# Stated problem A
Answer these questions about the passage on working with group mates, one per line:
(i) Over what does the passage say random encounters with classmates can happen?
(ii) What does the author's research focus on?
(iii) Besides home, which two places does the passage name as spots the Internet makes it easy to work from?
# Stated problem B
Please copy out the passage on working with group mates, starting with "Your classmates will" and going on through "your group mates.".

# Selection
Your classmates will also provide wonderful moments of professional serendipity, random encounters over coffee or foosball that make you aware of a body of work you didn’t know about, or recognize a previously unappreciated connection between two disciplines. You may even become the match-maker for the faculty, bringing two professors together to collaborate because you see a connection in their research that they were unable to see. The chance encounters, the candid feedback on your research, the unplanned discussions about research taste and philosophy — these are all a great part of interacting with your group mates.

I must caution you, though, about an important enemy against this kind of informal interactions. The Internet. Okay, so my research focuses on the Internet, so it may seem strange for me to be so negative about it, but this is important so I’ll make an exception. The Internet makes it far too easy to work from home, or a cafe, or on the train, rather than in your office or lab with your peers. Your choice to work away from the office is, in fact, perfectly rational. Coming into the office has a defined cost, in terms of your time and (perhaps) having to get out of your pajamas and take a shower. And, all of this is in exchange for some vague, speculative benefit — that you might have a chance encounter that truly changes your research. And, frankly, in any one day, you probably won’t have a profound experience in your office, and your officemates may not even be in the same scholarly mood as you. But, I entreat you to go anyway.

# Supplied information
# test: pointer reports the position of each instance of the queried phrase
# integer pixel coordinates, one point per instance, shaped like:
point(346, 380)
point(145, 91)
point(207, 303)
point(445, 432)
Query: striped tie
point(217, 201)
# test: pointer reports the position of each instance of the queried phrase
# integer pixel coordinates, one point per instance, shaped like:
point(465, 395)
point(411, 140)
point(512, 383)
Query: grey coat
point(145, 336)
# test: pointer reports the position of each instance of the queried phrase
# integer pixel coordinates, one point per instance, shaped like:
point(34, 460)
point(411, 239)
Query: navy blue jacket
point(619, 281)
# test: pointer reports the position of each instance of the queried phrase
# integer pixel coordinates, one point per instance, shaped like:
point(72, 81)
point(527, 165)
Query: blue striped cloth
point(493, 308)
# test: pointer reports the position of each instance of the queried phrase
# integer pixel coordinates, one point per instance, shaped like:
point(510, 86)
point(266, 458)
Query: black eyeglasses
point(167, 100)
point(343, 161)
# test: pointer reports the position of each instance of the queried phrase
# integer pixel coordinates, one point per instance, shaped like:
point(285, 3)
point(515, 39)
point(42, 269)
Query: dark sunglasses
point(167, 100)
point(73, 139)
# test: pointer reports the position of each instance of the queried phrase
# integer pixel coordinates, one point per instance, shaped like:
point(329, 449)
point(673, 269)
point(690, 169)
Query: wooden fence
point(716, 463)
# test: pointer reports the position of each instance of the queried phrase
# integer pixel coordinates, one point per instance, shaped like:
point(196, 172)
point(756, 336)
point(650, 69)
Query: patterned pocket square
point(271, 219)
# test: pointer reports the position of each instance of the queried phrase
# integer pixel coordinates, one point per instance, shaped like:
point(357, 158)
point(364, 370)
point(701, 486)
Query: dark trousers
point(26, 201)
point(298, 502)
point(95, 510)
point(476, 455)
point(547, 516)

# Exercise output A
(i) Over coffee or foosball.
(ii) The Internet.
(iii) A cafe and the train.

# Exercise output B
Your classmates will also provide wonderful moments of professional serendipity, random encounters over coffee or foosball that make you aware of a body of work you didn’t know about, or recognize a previously unappreciated connection between two disciplines. You may even become the match-maker for the faculty, bringing two professors together to collaborate because you see a connection in their research that they were unable to see. The chance encounters, the candid feedback on your research, the unplanned discussions about research taste and philosophy — these are all a great part of interacting with your group mates.